» PROVIDED DATA:
§ §
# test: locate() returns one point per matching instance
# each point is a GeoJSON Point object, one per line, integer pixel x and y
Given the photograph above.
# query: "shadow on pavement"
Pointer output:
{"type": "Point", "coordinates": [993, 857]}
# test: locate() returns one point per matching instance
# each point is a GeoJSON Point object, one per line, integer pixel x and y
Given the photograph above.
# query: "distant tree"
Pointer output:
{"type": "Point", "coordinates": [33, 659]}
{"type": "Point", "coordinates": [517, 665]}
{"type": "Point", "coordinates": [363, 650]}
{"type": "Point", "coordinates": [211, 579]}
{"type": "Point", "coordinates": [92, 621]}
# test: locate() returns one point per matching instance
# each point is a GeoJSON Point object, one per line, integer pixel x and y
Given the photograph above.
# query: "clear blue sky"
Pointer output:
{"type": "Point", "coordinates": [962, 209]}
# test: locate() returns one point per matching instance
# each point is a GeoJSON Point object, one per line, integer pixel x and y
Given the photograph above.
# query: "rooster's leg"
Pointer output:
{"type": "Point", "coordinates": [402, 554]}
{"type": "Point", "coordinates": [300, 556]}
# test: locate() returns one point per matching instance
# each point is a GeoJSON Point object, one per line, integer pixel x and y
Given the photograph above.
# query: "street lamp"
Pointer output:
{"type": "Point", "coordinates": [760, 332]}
§ §
» PROBLEM REQUIREMENTS: Turn every line of the records above into one numbered list, and leave out any blank lines.

» FULL ANSWER:
1. # test: locate() returns one point per matching instance
2. # each point is a GeoJSON Point object, one per line, integer pixel x and y
3. Given the photograph above.
4. # query: "shadow on pavement"
5. Pointer output:
6. {"type": "Point", "coordinates": [993, 857]}
7. # test: locate() returns one point per matching instance
8. # each point is a GeoJSON Point object, one per line, integer pixel x and y
9. Given the photograph above.
10. # query: "distant tree"
11. Pointer output:
12. {"type": "Point", "coordinates": [33, 659]}
13. {"type": "Point", "coordinates": [517, 665]}
14. {"type": "Point", "coordinates": [363, 650]}
15. {"type": "Point", "coordinates": [211, 579]}
16. {"type": "Point", "coordinates": [92, 621]}
17. # test: locate() returns one point per matching instance
18. # each point is a GeoJSON Point object, one per line, integer pixel x and y
19. Given the photograph above.
20. # query: "clear blue sky"
21. Pointer output:
22. {"type": "Point", "coordinates": [962, 209]}
23. # test: locate() returns one point per matching instance
24. # each point is a GeoJSON Point object, one per line, integer pixel x and y
25. Given the photograph above.
26. # query: "rooster's leg"
27. Pointer output:
28. {"type": "Point", "coordinates": [402, 554]}
29. {"type": "Point", "coordinates": [300, 556]}
30. # test: locate() returns one point per matching instance
31. # each point is a GeoJSON Point object, one per line, integer pixel x and y
32. Given the photograph above.
33. # query: "street lamp"
34. Pointer output:
35. {"type": "Point", "coordinates": [760, 332]}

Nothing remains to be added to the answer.